▸ **Task instructions**: Search the entries for the word "below" and copy each line that has it.

(Dataset entries)
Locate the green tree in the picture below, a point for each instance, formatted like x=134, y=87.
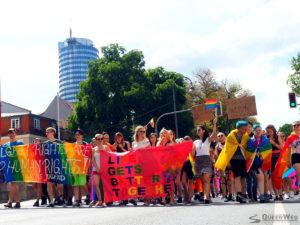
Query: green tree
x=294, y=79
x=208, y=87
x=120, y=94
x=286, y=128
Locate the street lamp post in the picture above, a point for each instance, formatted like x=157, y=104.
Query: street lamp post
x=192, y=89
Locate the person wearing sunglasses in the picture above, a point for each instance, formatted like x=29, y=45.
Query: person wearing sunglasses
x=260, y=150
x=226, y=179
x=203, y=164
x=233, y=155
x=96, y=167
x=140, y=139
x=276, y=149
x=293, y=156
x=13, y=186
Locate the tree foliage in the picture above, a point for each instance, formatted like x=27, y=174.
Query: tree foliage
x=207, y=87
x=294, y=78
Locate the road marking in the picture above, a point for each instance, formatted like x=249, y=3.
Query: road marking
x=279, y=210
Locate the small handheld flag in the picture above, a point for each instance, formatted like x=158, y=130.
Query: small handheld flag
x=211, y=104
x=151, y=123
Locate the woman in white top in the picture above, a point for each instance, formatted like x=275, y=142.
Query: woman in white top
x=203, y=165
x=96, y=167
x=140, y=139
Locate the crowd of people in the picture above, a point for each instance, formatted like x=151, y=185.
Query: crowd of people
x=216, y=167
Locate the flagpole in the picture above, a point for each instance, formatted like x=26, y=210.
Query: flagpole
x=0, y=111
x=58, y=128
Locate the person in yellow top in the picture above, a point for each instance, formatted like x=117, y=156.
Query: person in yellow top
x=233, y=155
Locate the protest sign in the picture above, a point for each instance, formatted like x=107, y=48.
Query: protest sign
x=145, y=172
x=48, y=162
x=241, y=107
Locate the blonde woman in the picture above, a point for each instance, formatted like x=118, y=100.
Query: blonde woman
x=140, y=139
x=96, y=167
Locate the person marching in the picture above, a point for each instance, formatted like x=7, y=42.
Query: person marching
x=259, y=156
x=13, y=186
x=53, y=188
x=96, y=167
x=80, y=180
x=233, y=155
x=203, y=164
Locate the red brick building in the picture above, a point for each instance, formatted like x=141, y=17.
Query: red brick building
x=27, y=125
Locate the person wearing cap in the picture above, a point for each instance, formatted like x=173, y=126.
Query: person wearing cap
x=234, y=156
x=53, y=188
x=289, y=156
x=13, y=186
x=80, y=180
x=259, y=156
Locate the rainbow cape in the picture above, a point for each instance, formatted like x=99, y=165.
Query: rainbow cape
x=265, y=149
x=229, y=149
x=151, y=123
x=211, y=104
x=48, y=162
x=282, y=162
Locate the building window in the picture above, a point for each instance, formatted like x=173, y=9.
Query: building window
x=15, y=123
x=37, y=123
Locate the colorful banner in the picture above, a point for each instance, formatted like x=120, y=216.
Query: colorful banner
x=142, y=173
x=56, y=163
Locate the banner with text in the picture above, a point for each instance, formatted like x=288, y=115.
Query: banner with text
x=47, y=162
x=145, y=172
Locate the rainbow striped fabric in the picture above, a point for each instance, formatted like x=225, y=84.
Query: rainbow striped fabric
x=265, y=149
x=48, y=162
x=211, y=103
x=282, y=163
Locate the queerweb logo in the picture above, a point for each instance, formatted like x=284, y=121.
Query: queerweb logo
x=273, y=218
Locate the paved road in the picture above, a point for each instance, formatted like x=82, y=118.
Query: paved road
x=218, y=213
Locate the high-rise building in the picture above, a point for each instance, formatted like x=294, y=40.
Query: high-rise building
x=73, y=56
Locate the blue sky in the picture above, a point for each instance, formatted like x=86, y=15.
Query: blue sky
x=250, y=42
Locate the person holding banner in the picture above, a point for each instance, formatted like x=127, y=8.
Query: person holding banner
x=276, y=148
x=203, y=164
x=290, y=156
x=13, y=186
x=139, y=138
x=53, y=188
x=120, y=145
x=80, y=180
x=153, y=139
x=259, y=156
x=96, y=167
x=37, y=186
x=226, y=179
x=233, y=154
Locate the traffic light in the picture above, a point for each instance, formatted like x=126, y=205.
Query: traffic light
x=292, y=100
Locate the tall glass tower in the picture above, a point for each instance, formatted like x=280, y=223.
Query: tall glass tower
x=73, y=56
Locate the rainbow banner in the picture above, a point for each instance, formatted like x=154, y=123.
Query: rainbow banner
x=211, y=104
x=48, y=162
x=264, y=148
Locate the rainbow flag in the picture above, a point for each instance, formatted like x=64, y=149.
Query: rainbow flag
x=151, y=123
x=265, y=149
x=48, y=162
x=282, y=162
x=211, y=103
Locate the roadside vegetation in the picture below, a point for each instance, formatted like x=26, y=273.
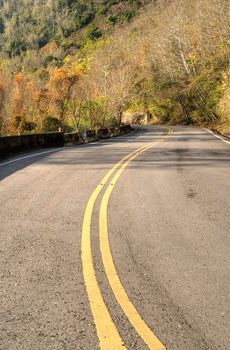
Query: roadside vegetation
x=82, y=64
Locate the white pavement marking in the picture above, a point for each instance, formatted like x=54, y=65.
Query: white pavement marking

▸ **Task answer**:
Locate the green tree in the picture below, a point for each instance, formatted like x=134, y=87.
Locate the roadside vegetation in the picture below, a point for each instance, formatted like x=26, y=273.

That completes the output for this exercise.